> [Exercise details] The pluot tree text below says a tree's neighbors might suffer a calamity. List everything the text says that calamity could give the tree.

> [Document text]
I was looking at a big twisted branch on my pluot tree and realized that it had partially broken and twisted. It seems to me that it probably did it at the same time another branch broke off last year. I had found the branch that broke off last summer when it fell. The branch I was now looking at had almost completely repaired itself. But it was now, sort of rotated about 80 degrees and pointed at the ground. Imagine if standing you had your arm bent slightly and reaching up. Then it broke at your bicep and your hand rotated down about 80 degrees.
The reason the one I had found earlier broke off was the weight of the fruit it had on it last summer. So that’s probably the reason the second one broke as well.
In thinking about that, I wondered if the amount of fruit on a tree might be a wonderful way for the tree to determine how fast it was growing. In other words how good life was.
Now from the tree’s perspective if it is growing extremely well and therefore has a massive amount of fruit on its limbs, probably it has happened to find an extremely good place to be growing. Or maybe its neighbors have suffered a calamity and given it more air, room, and light . So don’t you think it would make sense for the tree to have actually evolved to crack and break its branches and let them sag down into the soil where they would quickly, and with no need to change its genetics, start a new copy of itself? And also to only do this if life was really really good!
Many, many plants can start copies of themselves by developing roots on branches that have come into contact with the soil. This would allow a tree that had found a great spot to reproduce itself much faster than by seed (what most people assume is the only reason for the fruit). Air layering a branch or even starting a cutting generally generates a tree much quicker than from a seed. Maybe there are multiple reasons to have fruit in the first place and also a complex interaction between the strength of a branch and the size of the fruit and the number of potential genetic changes in the offspring (number of fruit).
Trees have had years, and years, and years, and years, and unfathomable years, to perfect little fun genetic tricks like that. And I’ll bet there are thousands of little tricks that they use. Whether the one just hypothesized is among them, who knows. But it was fun thinking about, and I hope you have had fun thinking about it too.

> [Extracted entries]

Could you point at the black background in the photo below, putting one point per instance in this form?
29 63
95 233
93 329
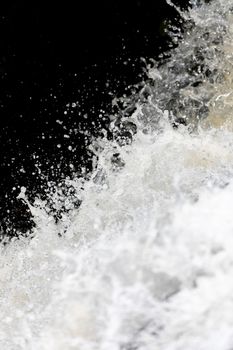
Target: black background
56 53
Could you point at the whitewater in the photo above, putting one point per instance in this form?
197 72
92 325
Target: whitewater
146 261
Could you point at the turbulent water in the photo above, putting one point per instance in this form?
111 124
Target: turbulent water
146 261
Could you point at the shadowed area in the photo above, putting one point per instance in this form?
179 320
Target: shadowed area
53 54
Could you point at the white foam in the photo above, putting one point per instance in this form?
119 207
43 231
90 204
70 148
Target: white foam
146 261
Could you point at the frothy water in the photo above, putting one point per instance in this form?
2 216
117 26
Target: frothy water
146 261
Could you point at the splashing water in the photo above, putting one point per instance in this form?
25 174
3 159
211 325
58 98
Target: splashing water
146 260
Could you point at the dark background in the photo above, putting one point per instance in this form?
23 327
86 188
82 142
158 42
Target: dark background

---

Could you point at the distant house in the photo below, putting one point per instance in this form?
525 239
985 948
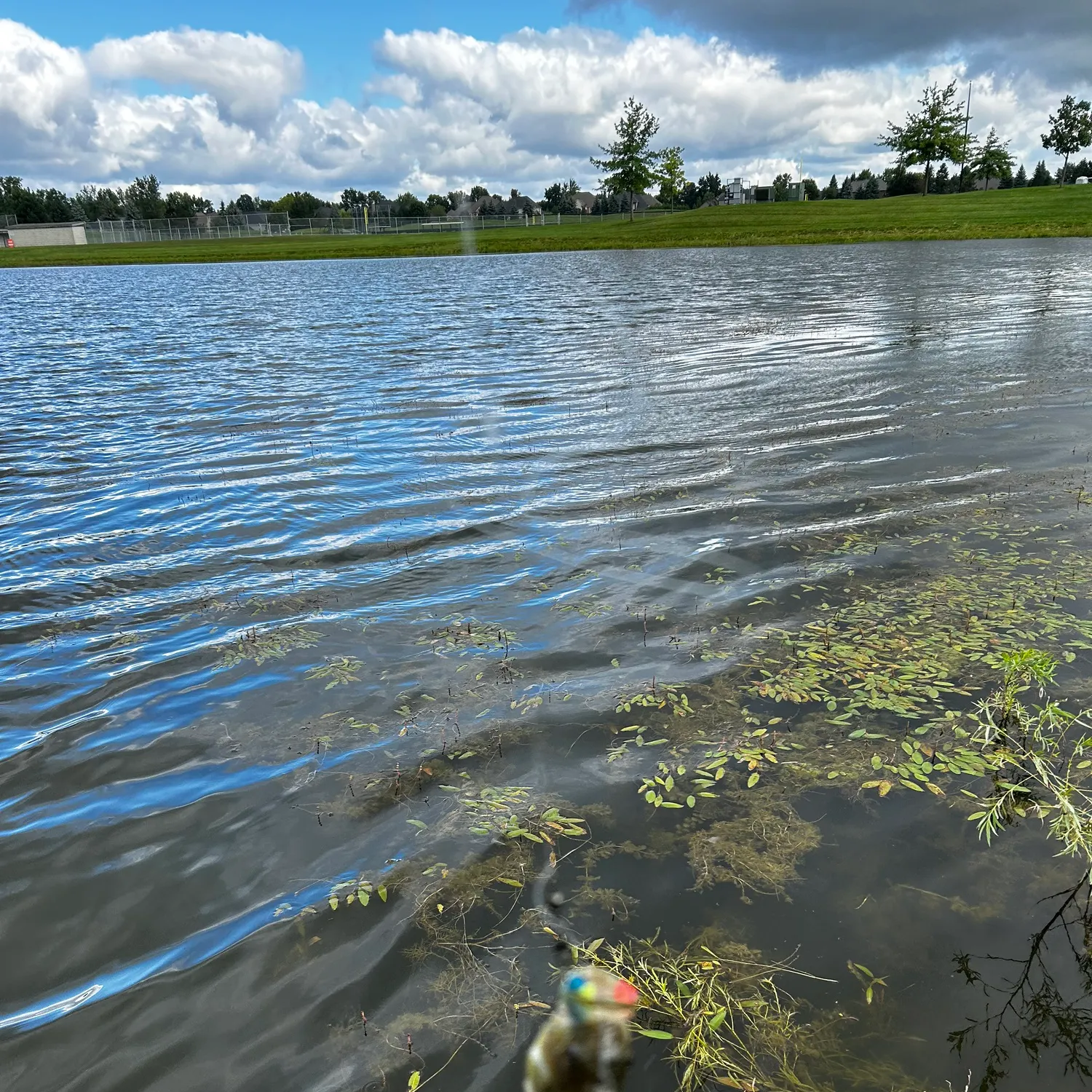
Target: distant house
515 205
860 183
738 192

> [Response area] Air, room, and light